::: Material for this task

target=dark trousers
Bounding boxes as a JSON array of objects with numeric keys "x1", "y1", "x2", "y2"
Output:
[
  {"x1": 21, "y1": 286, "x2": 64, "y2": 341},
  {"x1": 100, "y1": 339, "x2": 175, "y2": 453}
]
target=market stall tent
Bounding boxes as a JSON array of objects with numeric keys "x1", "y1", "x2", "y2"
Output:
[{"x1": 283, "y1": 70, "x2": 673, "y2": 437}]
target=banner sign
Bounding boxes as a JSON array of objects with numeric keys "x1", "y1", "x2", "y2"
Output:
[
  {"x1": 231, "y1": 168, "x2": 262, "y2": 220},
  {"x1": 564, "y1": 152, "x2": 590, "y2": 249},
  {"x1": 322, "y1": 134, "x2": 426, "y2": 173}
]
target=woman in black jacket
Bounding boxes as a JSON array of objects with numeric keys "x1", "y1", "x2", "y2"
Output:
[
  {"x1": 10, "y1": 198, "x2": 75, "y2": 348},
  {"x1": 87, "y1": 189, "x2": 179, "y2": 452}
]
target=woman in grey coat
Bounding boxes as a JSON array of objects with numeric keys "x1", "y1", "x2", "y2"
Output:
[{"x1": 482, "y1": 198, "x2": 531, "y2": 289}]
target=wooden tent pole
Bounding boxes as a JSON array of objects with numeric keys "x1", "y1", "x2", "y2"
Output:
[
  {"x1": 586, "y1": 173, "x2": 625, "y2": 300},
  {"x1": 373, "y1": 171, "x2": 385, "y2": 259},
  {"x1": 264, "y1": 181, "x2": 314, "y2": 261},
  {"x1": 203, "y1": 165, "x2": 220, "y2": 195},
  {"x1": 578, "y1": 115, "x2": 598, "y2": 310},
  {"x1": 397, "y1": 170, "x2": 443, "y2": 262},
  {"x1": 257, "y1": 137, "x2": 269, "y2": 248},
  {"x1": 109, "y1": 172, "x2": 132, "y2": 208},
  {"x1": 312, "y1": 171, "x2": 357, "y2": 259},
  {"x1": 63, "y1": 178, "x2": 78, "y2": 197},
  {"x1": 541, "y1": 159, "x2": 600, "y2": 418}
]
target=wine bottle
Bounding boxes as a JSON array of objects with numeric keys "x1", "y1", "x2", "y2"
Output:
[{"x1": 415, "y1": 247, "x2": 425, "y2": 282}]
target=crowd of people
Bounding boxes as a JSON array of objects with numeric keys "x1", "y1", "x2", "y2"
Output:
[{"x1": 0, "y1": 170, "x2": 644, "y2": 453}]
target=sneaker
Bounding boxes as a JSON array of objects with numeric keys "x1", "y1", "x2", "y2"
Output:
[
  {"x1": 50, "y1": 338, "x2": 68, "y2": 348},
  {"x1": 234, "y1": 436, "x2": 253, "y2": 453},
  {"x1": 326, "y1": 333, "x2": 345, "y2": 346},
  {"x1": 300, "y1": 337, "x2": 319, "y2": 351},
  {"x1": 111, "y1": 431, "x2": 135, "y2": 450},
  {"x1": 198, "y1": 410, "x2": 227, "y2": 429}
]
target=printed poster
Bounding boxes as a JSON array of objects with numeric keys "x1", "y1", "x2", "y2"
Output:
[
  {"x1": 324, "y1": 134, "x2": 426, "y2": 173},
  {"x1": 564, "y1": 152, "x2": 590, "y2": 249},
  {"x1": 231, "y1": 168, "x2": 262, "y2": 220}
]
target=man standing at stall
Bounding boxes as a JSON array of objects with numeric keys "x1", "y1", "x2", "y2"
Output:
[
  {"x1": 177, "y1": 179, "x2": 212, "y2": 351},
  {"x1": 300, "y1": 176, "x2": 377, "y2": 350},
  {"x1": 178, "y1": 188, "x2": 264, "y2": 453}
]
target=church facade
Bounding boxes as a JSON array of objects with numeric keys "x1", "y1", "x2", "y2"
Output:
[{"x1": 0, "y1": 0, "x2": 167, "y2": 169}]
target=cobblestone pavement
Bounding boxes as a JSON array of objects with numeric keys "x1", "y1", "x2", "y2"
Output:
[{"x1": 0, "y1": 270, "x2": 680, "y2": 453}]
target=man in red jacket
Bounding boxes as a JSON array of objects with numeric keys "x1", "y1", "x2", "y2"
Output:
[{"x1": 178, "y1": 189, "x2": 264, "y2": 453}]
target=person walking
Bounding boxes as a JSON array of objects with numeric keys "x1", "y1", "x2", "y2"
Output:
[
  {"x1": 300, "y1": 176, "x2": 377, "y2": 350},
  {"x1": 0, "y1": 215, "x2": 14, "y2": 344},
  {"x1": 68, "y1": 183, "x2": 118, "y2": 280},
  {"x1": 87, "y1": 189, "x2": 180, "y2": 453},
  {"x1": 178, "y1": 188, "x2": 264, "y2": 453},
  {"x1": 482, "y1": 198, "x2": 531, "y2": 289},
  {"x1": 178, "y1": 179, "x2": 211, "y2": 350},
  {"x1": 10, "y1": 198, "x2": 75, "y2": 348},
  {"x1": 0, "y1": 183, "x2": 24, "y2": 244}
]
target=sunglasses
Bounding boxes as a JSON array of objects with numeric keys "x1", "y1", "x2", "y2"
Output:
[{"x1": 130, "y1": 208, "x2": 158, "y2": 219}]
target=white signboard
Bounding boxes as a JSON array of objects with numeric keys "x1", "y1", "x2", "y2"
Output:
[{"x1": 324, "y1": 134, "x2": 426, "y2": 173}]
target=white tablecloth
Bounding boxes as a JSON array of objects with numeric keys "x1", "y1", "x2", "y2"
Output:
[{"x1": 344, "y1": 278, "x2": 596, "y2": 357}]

::::::

**Required work**:
Each record must be returned exactly as it is written.

**Final result**:
target=dark trousers
Bounding boxes as a JSON array of objects with numeric keys "x1", "y1", "x2", "y2"
Output:
[
  {"x1": 21, "y1": 286, "x2": 64, "y2": 341},
  {"x1": 100, "y1": 339, "x2": 175, "y2": 453}
]
target=market stall tent
Bounding boxes as a JSON array of objects with numeric keys "x1", "y1", "x2", "y2"
Output:
[{"x1": 283, "y1": 70, "x2": 673, "y2": 437}]
target=banner sign
Bounding boxes as a JSON array of objects with numeric keys "x1", "y1", "x2", "y2"
Output:
[
  {"x1": 231, "y1": 168, "x2": 262, "y2": 220},
  {"x1": 564, "y1": 152, "x2": 590, "y2": 249},
  {"x1": 322, "y1": 134, "x2": 426, "y2": 173}
]
target=woman in black jacket
Bounding boxes as a JSON array of objects with numeric keys "x1", "y1", "x2", "y2"
Output:
[
  {"x1": 10, "y1": 198, "x2": 75, "y2": 348},
  {"x1": 87, "y1": 189, "x2": 179, "y2": 452}
]
target=woman in grey coat
Bounding boxes as a JSON array of objects with numeric keys "x1", "y1", "x2", "y2"
Output:
[{"x1": 482, "y1": 198, "x2": 531, "y2": 289}]
target=wooden tent pole
Bounding boxes as a JSON array of objects with numeric keys "x1", "y1", "x2", "y2"
Output:
[
  {"x1": 586, "y1": 173, "x2": 625, "y2": 300},
  {"x1": 373, "y1": 171, "x2": 385, "y2": 259},
  {"x1": 264, "y1": 181, "x2": 314, "y2": 261},
  {"x1": 203, "y1": 165, "x2": 220, "y2": 195},
  {"x1": 578, "y1": 115, "x2": 598, "y2": 310},
  {"x1": 397, "y1": 170, "x2": 443, "y2": 262},
  {"x1": 257, "y1": 137, "x2": 269, "y2": 248},
  {"x1": 109, "y1": 172, "x2": 132, "y2": 208},
  {"x1": 312, "y1": 171, "x2": 357, "y2": 259},
  {"x1": 63, "y1": 178, "x2": 78, "y2": 197},
  {"x1": 541, "y1": 159, "x2": 600, "y2": 418}
]
target=wine bottle
Bounding boxes as a JSON array of objects with numeric keys "x1", "y1", "x2", "y2"
Output:
[{"x1": 415, "y1": 247, "x2": 425, "y2": 282}]
target=crowd of people
Bounding boxes as a JSON array of objects with numeric keys "x1", "y1", "x2", "y2"
Output:
[{"x1": 0, "y1": 170, "x2": 644, "y2": 453}]
target=sneaker
Bounding boxes as a JSON array of objects with numeric keys "x1", "y1", "x2", "y2"
Output:
[
  {"x1": 50, "y1": 338, "x2": 68, "y2": 348},
  {"x1": 234, "y1": 436, "x2": 253, "y2": 453},
  {"x1": 326, "y1": 333, "x2": 345, "y2": 346},
  {"x1": 300, "y1": 337, "x2": 319, "y2": 351},
  {"x1": 111, "y1": 431, "x2": 135, "y2": 450},
  {"x1": 198, "y1": 410, "x2": 227, "y2": 429}
]
target=printed poster
Bounding boxes as a JSON array of objects with numeric keys "x1", "y1", "x2", "y2"
Output:
[
  {"x1": 324, "y1": 134, "x2": 426, "y2": 173},
  {"x1": 564, "y1": 152, "x2": 590, "y2": 249},
  {"x1": 231, "y1": 168, "x2": 262, "y2": 220}
]
target=man standing at stall
Bounding boxes as a JSON array of objects with numeric keys "x1", "y1", "x2", "y2"
Output:
[
  {"x1": 177, "y1": 179, "x2": 212, "y2": 351},
  {"x1": 300, "y1": 176, "x2": 377, "y2": 350},
  {"x1": 178, "y1": 188, "x2": 264, "y2": 453}
]
target=church facade
Bounding boxes as a JSON array of objects with numeric keys "x1", "y1", "x2", "y2"
Output:
[{"x1": 0, "y1": 0, "x2": 167, "y2": 169}]
target=cobblestone pavement
Bounding boxes as a JSON array of objects with numeric keys "x1", "y1", "x2", "y2"
Output:
[{"x1": 0, "y1": 270, "x2": 680, "y2": 453}]
target=man in red jacket
Bounding boxes as a JSON array of objects with numeric keys "x1", "y1", "x2", "y2"
Output:
[{"x1": 178, "y1": 189, "x2": 264, "y2": 453}]
target=person walking
Bounding boxes as a JSON array of objects with numeric keys "x1", "y1", "x2", "y2"
Output:
[
  {"x1": 300, "y1": 176, "x2": 377, "y2": 350},
  {"x1": 0, "y1": 215, "x2": 14, "y2": 344},
  {"x1": 68, "y1": 183, "x2": 118, "y2": 280},
  {"x1": 87, "y1": 189, "x2": 180, "y2": 453},
  {"x1": 178, "y1": 188, "x2": 264, "y2": 453},
  {"x1": 482, "y1": 198, "x2": 531, "y2": 289},
  {"x1": 178, "y1": 179, "x2": 211, "y2": 350},
  {"x1": 10, "y1": 198, "x2": 75, "y2": 348},
  {"x1": 0, "y1": 183, "x2": 24, "y2": 244}
]
target=sunglasses
Bounding boxes as a JSON array of objects with numeric keys "x1", "y1", "x2", "y2"
Output:
[{"x1": 130, "y1": 208, "x2": 158, "y2": 219}]
target=white signboard
Bounding boxes as a JSON array of objects with numeric keys "x1", "y1", "x2", "y2"
Output:
[{"x1": 324, "y1": 134, "x2": 426, "y2": 173}]
target=white tablecloth
Bounding boxes as a JSON array of objects with numeric keys "x1", "y1", "x2", "y2"
Output:
[{"x1": 344, "y1": 278, "x2": 596, "y2": 357}]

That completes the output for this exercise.